======== GIVEN RECORDS ========

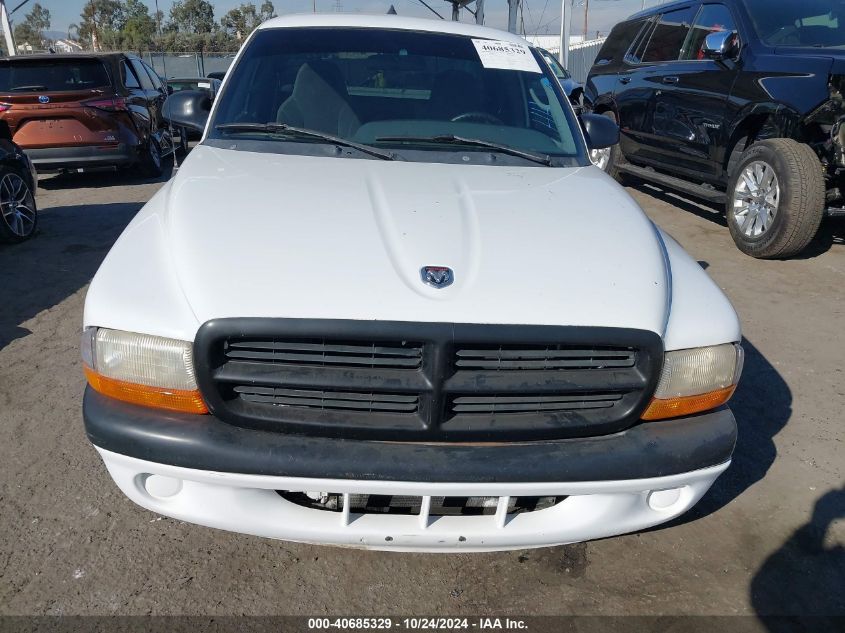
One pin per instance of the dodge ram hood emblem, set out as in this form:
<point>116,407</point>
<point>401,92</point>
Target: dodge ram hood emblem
<point>437,276</point>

========

TO DO >> Rewrite the material with every "emblem" changed to "badge" and no other edits, omitting the pictures.

SOLUTION BELOW >>
One pin per instance of the dodge ram hood badge, set out as in this form:
<point>116,407</point>
<point>401,92</point>
Target: dodge ram hood badge
<point>437,276</point>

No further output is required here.